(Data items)
-*-
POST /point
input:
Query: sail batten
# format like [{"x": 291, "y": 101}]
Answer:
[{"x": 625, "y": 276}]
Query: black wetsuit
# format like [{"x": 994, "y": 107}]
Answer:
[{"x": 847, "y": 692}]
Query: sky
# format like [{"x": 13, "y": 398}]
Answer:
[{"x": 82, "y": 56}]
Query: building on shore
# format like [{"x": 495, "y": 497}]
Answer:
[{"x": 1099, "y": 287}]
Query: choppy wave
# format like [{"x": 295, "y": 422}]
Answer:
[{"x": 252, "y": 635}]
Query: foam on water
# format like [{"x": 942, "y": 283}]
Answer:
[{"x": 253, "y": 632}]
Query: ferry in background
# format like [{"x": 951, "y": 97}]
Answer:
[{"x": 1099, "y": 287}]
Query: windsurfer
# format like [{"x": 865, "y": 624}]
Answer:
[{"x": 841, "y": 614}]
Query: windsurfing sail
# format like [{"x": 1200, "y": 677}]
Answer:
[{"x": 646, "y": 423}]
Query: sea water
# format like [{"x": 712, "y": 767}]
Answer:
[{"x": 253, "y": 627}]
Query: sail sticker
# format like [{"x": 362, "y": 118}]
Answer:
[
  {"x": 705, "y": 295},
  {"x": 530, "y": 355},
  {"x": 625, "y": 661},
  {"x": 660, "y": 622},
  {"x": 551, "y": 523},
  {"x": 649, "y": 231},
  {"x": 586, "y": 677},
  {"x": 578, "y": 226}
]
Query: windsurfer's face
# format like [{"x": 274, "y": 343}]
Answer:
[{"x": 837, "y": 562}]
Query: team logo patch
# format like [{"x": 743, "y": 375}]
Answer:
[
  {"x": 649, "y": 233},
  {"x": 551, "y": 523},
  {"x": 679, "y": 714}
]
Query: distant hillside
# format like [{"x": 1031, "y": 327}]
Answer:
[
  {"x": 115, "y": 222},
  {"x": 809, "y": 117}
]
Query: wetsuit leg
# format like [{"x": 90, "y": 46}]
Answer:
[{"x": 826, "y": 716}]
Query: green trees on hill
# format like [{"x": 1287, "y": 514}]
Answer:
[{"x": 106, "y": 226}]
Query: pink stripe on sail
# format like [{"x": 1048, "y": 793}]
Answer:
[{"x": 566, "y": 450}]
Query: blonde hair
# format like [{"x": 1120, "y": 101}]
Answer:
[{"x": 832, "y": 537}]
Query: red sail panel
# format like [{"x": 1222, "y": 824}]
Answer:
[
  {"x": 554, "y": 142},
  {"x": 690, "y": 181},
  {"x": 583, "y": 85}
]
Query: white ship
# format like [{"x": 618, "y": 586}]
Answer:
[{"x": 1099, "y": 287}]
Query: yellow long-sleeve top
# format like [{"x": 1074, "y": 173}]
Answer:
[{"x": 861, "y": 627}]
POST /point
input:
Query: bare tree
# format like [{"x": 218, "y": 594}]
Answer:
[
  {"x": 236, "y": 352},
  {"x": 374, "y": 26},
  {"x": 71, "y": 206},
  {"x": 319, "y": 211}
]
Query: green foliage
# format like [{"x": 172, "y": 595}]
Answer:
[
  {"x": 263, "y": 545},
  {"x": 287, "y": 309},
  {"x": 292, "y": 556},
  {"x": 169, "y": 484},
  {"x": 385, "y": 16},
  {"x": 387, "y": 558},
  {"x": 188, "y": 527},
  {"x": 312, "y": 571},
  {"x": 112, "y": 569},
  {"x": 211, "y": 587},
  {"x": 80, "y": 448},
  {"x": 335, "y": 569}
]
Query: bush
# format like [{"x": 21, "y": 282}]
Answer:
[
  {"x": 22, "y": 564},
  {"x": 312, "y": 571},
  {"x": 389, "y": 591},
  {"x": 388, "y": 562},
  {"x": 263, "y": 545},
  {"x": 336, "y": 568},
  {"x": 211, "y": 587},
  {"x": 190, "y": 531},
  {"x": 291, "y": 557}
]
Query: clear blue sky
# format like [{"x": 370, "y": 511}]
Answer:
-*-
■ **STATED EXERCISE**
Turn the material above into a numbered list of its lines, skipping any blank lines.

■ **REPLY TO THE EXERCISE**
1. POST /point
2. input:
3. Query: sail batten
4. # format like [{"x": 291, "y": 101}]
5. Answer:
6. [{"x": 625, "y": 276}]
7. Query: black wetsuit
8. # format like [{"x": 994, "y": 107}]
9. Answer:
10. [{"x": 847, "y": 692}]
11. Query: sky
12. # format like [{"x": 13, "y": 398}]
13. Answer:
14. [{"x": 82, "y": 56}]
15. Query: building on shore
16. # format like [{"x": 495, "y": 497}]
17. Answer:
18. [{"x": 1099, "y": 287}]
19. Query: choppy wave
20. # format like [{"x": 295, "y": 422}]
21. Answer:
22. [{"x": 252, "y": 635}]
23. Query: foam on water
24. # format like [{"x": 942, "y": 283}]
25. Answer:
26. [{"x": 253, "y": 632}]
27. Query: ferry in background
28. # format like [{"x": 951, "y": 97}]
29. Answer:
30. [{"x": 1099, "y": 287}]
31. Query: windsurfer
32. # format like [{"x": 865, "y": 624}]
33. Answer:
34. [{"x": 841, "y": 614}]
35. Query: windsurfing sail
36. # format like [{"x": 1200, "y": 677}]
37. Answer:
38. [{"x": 646, "y": 423}]
39. Query: sea water
40. # format like [{"x": 712, "y": 767}]
41. Answer:
42. [{"x": 253, "y": 627}]
43. Query: sail sticker
44. # format like [{"x": 362, "y": 118}]
45. Answer:
46. [
47.   {"x": 705, "y": 295},
48.   {"x": 530, "y": 355},
49.   {"x": 625, "y": 661},
50.   {"x": 660, "y": 622},
51.   {"x": 551, "y": 523},
52.   {"x": 649, "y": 231},
53.   {"x": 586, "y": 677},
54.   {"x": 578, "y": 226}
55. ]
56. Query: windsurfer's face
57. # format like [{"x": 274, "y": 343}]
58. Answer:
59. [{"x": 837, "y": 562}]
60. Query: team logo patch
61. # format like [{"x": 743, "y": 375}]
62. Answer:
63. [
64.   {"x": 649, "y": 233},
65.   {"x": 551, "y": 523},
66.   {"x": 679, "y": 714}
67. ]
68. Query: distant hillside
69. # format like [{"x": 1031, "y": 327}]
70. Answer:
71. [
72.   {"x": 115, "y": 222},
73.   {"x": 809, "y": 117}
74. ]
75. Query: wetsuit leg
76. # format like [{"x": 90, "y": 46}]
77. Answer:
78. [{"x": 826, "y": 716}]
79. Query: green trees on hill
80. # format like [{"x": 1287, "y": 514}]
81. Answer:
82. [{"x": 106, "y": 226}]
83. Query: pink stripe on sail
84. # format like [{"x": 1048, "y": 793}]
85. Answer:
86. [{"x": 566, "y": 450}]
87. Query: blonde hair
88. # format like [{"x": 1120, "y": 101}]
89. Answer:
90. [{"x": 832, "y": 537}]
91. Query: red sail panel
92. # format like [{"x": 1222, "y": 824}]
93. Answer:
94. [
95.   {"x": 554, "y": 142},
96.   {"x": 690, "y": 181},
97.   {"x": 583, "y": 85}
98. ]
99. Query: white ship
100. # format like [{"x": 618, "y": 586}]
101. Answer:
102. [{"x": 1099, "y": 287}]
103. Query: yellow long-sleeve top
104. # format like [{"x": 1074, "y": 173}]
105. Answer:
106. [{"x": 861, "y": 627}]
107. POST /point
108. input:
109. Query: bare tree
110. # format like [{"x": 218, "y": 594}]
111. Answer:
112. [
113.   {"x": 236, "y": 352},
114.   {"x": 374, "y": 26},
115.   {"x": 71, "y": 206},
116.   {"x": 319, "y": 211}
117. ]
118. Query: green foliage
119. # format like [{"x": 172, "y": 595}]
120. Answer:
121. [
122.   {"x": 263, "y": 545},
123.   {"x": 287, "y": 309},
124.   {"x": 292, "y": 556},
125.   {"x": 169, "y": 484},
126.   {"x": 385, "y": 16},
127.   {"x": 387, "y": 558},
128.   {"x": 188, "y": 527},
129.   {"x": 312, "y": 571},
130.   {"x": 112, "y": 569},
131.   {"x": 211, "y": 587},
132.   {"x": 80, "y": 448},
133.   {"x": 335, "y": 569}
134. ]
135. Query: bush
136. # format like [{"x": 21, "y": 282}]
137. Answer:
138. [
139.   {"x": 22, "y": 564},
140.   {"x": 312, "y": 571},
141.   {"x": 389, "y": 591},
142.   {"x": 388, "y": 562},
143.   {"x": 263, "y": 545},
144.   {"x": 336, "y": 568},
145.   {"x": 211, "y": 587},
146.   {"x": 190, "y": 531},
147.   {"x": 291, "y": 557}
148. ]
149. Query: clear blue sky
150. # format like [{"x": 370, "y": 511}]
151. Answer:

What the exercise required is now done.